▸ Data extract:
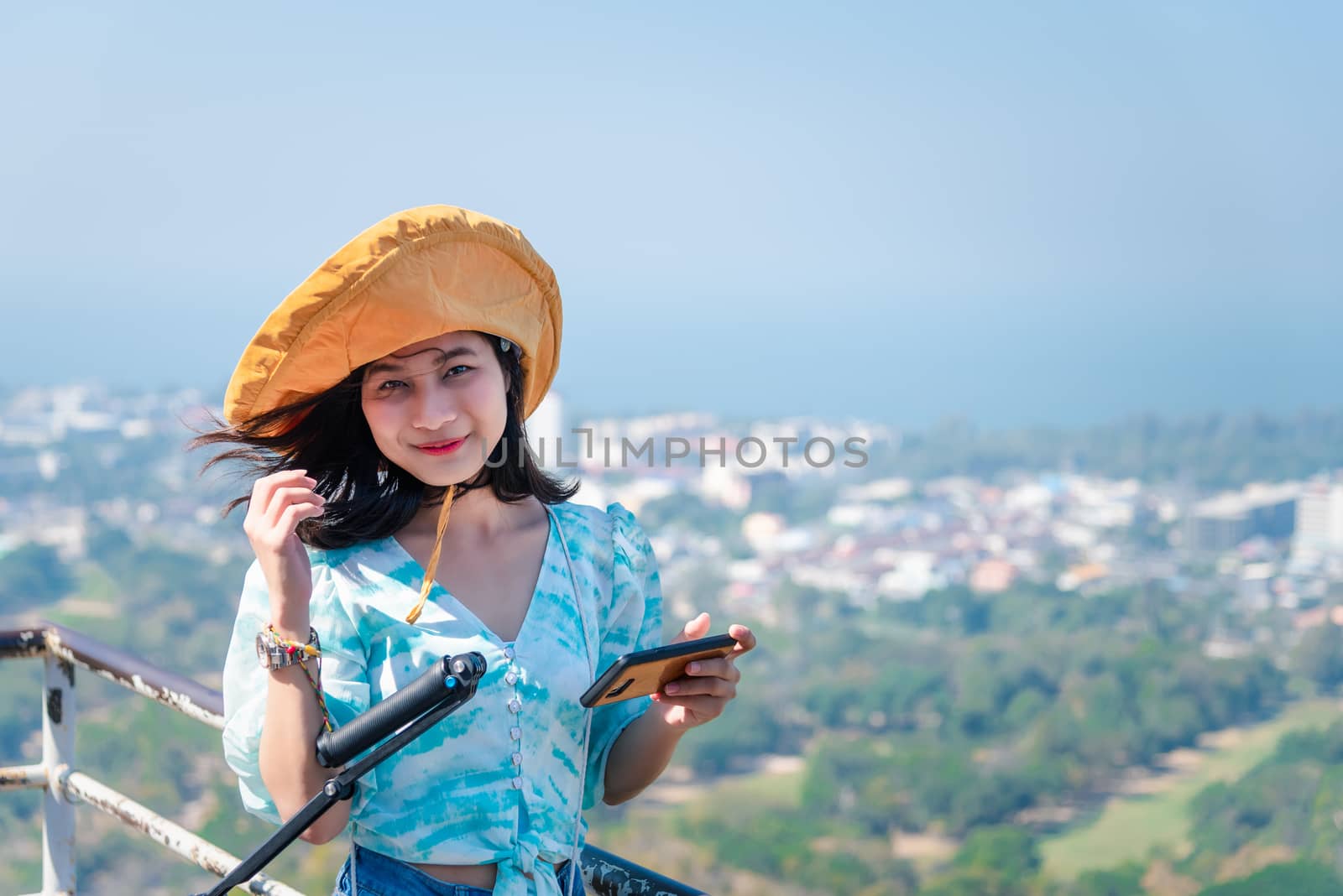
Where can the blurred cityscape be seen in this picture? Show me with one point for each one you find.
(872, 537)
(1027, 663)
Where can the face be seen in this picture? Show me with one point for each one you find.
(433, 392)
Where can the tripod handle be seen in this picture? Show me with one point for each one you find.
(449, 676)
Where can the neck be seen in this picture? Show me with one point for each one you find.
(477, 517)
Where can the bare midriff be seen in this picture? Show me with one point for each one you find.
(480, 876)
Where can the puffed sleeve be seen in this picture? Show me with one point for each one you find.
(631, 623)
(342, 678)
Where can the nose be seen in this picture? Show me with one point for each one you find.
(431, 407)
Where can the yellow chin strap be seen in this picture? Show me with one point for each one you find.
(433, 558)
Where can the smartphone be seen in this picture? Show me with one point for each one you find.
(644, 672)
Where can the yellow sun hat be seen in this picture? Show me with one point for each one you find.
(411, 277)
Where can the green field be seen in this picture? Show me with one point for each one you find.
(1130, 826)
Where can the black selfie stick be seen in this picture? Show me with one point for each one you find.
(423, 703)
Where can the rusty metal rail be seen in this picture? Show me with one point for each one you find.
(62, 649)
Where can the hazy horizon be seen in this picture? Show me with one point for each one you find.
(901, 212)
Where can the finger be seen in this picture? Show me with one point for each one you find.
(745, 638)
(289, 522)
(720, 669)
(700, 706)
(708, 687)
(265, 487)
(698, 627)
(289, 497)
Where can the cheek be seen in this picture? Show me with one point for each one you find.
(485, 399)
(380, 425)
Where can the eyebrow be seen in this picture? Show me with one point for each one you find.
(393, 367)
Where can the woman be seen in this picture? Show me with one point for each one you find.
(386, 396)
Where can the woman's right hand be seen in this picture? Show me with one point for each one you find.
(279, 503)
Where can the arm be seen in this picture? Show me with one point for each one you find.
(289, 763)
(640, 755)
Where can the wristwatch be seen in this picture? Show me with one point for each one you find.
(275, 655)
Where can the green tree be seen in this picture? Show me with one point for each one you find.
(33, 576)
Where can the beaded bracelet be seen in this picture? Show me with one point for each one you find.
(306, 651)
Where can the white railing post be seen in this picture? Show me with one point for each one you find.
(58, 757)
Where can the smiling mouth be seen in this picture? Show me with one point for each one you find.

▸ Goal of the exercise: Copy the whole of the material above exactly, and exclude every picture.

▸ Written solution:
Where can the blurred cityscape be seen in this picture? Show me with one point for each one you find.
(872, 537)
(1027, 663)
Where can the face be seen in this picture? Show me with one point for each one you find.
(433, 392)
Where can the tripod handle be seen in this picture? Show me with one point for each one you find.
(449, 676)
Where can the neck be seen in this picture? Show me with one point for each one you find.
(477, 517)
Where can the bare midriff be seen in this picture? Show me with one point for each one you find.
(480, 876)
Where can the puffed sleeve be seen in this picture? Show me with one point for each one you find.
(631, 623)
(342, 678)
Where can the nose be seen in this picture? Show me with one point for each one you find.
(431, 407)
Where can the yellow chin strap be seen in this picture? Show me with one point for each one you find.
(433, 558)
Where can the smartphone be seen in this picture? Show me with one point for each one you find.
(644, 672)
Where can the yellow sun hat be seen in this picture? Show me with one point for each one you find.
(411, 277)
Where can the green field be seen in this picture? Show me with one point for each one you find.
(1130, 826)
Where can the black selfie stick be seen in this picture? Show me with one point for each one you find.
(423, 703)
Where can the rusty metal rail be seen in this picture? Show me with one point for each one you find.
(62, 649)
Where can the hazy horizon be seen in this picture? Show me with one point for each one you find.
(901, 212)
Where can the finger be seen in this picture? Show me with one point for each one you find.
(745, 638)
(289, 522)
(720, 669)
(700, 706)
(708, 687)
(265, 487)
(698, 627)
(289, 497)
Where can the cheek be seen in this picture? Show me with one point for each one you find.
(485, 399)
(380, 425)
Where can the eyebrow be seen in this picture? Show me with one point for each one you find.
(393, 367)
Where can the woman be seen in this picture? Show me with one point for each one you find.
(386, 396)
Where can the woman's right hand be seen in this picture? Show me with one point for each one you find.
(279, 503)
Where can the arm be seen in this picture? Show me with one point for each one you find.
(289, 763)
(640, 755)
Where can the wristwatch be seen in this picture? Show me with one point for each one you find.
(275, 655)
Where can the green tree be seen in this picture? Show me with one point for each one you find.
(33, 576)
Where can the beaded bracelet be seen in this picture? Show me with one point for each one you find.
(306, 651)
Where can the white railing post be seen in this picture? Show me with one point for each one you find.
(58, 757)
Where can the smiling mouth be seen in this picture? Show me with one point for each one you find.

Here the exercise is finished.